Extracted records

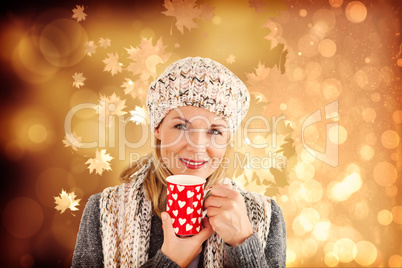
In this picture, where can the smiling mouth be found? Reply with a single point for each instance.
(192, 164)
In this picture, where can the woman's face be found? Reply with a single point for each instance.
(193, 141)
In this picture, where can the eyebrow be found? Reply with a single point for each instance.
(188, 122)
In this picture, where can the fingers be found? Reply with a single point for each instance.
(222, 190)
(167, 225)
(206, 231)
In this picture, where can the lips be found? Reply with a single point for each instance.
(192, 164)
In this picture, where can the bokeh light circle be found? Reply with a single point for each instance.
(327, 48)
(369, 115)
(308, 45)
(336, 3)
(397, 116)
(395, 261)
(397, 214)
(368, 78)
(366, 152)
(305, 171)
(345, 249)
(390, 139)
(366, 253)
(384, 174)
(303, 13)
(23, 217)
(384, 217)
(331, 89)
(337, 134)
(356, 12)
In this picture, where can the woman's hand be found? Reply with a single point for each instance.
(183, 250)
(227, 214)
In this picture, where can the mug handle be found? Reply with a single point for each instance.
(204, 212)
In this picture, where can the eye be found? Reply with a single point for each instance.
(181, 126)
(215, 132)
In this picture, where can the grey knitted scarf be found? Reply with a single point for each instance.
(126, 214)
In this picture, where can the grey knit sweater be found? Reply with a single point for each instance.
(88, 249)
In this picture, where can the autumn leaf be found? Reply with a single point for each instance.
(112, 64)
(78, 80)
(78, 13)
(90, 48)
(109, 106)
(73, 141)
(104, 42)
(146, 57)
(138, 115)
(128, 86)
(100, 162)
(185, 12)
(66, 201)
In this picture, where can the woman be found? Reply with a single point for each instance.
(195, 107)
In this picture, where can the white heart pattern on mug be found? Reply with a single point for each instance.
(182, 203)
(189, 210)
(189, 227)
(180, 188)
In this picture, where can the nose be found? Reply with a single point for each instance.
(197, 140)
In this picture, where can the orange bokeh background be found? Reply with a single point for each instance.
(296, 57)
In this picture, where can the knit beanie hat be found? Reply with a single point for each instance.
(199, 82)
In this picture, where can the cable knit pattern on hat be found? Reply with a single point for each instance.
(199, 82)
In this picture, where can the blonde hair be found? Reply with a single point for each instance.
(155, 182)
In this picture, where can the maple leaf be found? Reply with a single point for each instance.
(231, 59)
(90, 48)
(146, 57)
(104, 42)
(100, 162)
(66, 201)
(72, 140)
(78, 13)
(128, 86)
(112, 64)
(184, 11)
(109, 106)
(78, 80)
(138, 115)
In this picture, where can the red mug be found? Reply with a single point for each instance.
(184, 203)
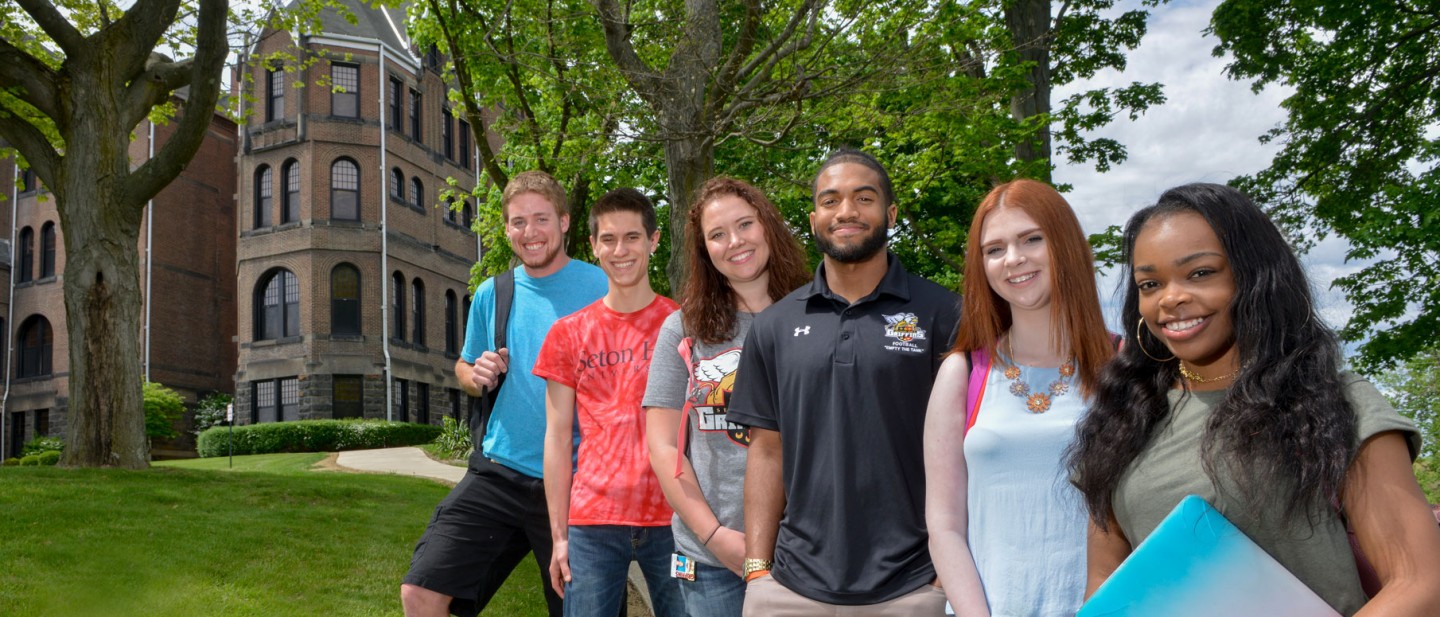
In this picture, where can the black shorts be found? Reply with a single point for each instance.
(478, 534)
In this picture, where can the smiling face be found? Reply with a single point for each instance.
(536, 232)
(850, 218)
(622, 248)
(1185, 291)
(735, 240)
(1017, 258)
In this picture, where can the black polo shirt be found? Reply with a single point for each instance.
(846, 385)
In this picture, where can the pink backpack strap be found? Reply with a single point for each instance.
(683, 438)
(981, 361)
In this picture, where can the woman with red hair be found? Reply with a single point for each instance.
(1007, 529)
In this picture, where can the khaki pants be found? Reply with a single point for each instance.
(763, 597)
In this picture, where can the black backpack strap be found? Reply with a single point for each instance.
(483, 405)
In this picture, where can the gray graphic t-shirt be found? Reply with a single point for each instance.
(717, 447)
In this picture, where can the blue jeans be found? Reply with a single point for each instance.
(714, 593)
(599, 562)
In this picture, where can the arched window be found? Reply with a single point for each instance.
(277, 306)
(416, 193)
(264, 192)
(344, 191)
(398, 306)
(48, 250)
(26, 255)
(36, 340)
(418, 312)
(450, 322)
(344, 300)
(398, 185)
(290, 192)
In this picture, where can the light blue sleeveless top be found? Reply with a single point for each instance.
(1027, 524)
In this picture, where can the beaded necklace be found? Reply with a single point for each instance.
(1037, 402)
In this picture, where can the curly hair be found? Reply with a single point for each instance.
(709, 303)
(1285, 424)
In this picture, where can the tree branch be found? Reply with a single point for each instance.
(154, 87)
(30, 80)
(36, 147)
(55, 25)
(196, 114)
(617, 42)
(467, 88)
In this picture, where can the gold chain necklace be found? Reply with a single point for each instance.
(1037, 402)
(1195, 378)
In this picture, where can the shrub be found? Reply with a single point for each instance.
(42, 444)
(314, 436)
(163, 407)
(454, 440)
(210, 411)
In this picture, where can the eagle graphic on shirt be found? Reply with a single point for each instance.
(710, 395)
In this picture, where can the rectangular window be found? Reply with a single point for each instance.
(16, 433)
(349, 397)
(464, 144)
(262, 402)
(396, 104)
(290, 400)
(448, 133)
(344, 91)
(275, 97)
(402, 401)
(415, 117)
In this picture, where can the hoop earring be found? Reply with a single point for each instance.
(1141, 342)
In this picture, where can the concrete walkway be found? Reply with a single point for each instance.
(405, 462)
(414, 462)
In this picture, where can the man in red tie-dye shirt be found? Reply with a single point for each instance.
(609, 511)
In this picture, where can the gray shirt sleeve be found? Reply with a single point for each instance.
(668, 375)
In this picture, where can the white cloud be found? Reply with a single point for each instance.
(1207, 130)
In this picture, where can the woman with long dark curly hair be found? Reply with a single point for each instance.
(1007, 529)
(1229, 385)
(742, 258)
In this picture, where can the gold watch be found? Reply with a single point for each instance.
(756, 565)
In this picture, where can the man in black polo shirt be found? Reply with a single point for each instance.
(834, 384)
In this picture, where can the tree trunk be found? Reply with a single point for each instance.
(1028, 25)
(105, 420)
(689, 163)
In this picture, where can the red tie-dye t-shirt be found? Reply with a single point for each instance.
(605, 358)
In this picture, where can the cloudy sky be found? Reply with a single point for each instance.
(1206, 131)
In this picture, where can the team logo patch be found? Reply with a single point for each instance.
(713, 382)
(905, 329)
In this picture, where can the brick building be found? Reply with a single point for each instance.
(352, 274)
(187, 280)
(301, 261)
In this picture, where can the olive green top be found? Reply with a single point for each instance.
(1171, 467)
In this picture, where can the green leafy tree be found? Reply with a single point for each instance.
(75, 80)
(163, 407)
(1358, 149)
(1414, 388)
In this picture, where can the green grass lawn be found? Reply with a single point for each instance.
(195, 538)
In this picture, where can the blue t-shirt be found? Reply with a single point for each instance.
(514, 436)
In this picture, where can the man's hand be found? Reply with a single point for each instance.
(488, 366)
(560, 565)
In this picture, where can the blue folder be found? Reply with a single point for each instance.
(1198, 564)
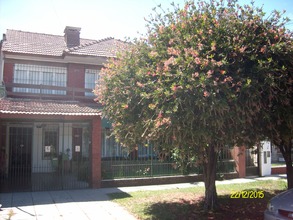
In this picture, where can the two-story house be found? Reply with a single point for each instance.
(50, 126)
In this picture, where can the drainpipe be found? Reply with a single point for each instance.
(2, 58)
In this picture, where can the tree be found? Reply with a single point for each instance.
--
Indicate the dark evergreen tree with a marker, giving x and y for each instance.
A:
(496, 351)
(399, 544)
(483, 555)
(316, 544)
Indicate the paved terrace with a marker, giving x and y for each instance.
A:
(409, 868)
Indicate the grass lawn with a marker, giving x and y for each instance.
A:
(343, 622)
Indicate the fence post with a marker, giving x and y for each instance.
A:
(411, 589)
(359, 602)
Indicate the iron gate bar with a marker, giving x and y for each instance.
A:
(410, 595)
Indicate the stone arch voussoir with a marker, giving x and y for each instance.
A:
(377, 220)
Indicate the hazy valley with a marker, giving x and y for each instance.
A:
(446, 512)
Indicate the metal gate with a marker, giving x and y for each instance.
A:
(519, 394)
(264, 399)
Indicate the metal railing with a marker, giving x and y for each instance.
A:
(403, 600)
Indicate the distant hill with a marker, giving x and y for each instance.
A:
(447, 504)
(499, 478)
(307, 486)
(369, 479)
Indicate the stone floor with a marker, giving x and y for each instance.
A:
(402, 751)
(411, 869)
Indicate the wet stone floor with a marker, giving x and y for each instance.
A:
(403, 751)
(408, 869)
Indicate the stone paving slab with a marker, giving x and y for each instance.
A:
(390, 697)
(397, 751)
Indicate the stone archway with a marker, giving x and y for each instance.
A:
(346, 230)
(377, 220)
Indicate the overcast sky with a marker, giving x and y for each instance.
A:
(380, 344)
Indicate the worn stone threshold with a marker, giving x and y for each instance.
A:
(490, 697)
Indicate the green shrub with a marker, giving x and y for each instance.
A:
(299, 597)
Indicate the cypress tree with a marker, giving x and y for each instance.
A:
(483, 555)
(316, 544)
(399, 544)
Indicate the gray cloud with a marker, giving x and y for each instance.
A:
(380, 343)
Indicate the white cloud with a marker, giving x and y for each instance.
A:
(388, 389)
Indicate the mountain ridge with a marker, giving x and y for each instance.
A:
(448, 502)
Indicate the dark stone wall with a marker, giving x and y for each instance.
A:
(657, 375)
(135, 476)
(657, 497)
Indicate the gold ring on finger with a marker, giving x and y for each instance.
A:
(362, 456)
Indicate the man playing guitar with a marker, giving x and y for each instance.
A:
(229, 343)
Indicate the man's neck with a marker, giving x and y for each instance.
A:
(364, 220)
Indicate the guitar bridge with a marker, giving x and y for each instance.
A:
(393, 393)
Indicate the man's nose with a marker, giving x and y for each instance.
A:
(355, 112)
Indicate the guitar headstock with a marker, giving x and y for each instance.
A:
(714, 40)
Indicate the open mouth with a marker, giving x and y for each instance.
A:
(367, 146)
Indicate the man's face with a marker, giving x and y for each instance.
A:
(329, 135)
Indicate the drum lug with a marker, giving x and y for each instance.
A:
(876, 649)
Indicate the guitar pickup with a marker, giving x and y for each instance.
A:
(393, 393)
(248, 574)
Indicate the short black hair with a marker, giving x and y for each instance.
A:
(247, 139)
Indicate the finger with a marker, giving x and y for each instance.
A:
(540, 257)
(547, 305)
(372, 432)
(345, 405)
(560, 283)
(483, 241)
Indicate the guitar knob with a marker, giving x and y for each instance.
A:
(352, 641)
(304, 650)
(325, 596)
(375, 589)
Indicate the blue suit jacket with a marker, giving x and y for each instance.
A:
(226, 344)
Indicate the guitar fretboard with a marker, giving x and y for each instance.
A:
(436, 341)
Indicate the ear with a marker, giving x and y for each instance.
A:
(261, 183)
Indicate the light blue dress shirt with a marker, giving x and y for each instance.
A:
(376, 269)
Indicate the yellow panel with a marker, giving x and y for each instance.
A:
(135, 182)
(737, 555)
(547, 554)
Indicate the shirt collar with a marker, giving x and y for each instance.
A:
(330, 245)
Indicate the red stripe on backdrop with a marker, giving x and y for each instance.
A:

Directions
Gather, from the listing above, every line carrying the word "stone".

Task result
Indicate the stone arch voussoir with a marker, giving x and y for each instance.
Indicate the stone floor with a marker, giving x and y for each instance.
Indicate the wet stone floor with a marker, giving x and y for each instance.
Indicate the stone paving slab with a marker, giving x and y for each instance.
Indicate the stone archway with a marker, giving x and y for each instance.
Indicate the worn stone threshold with a marker, giving x and y for each instance.
Indicate the dark stone wall with a marker, giving x and y for each instance.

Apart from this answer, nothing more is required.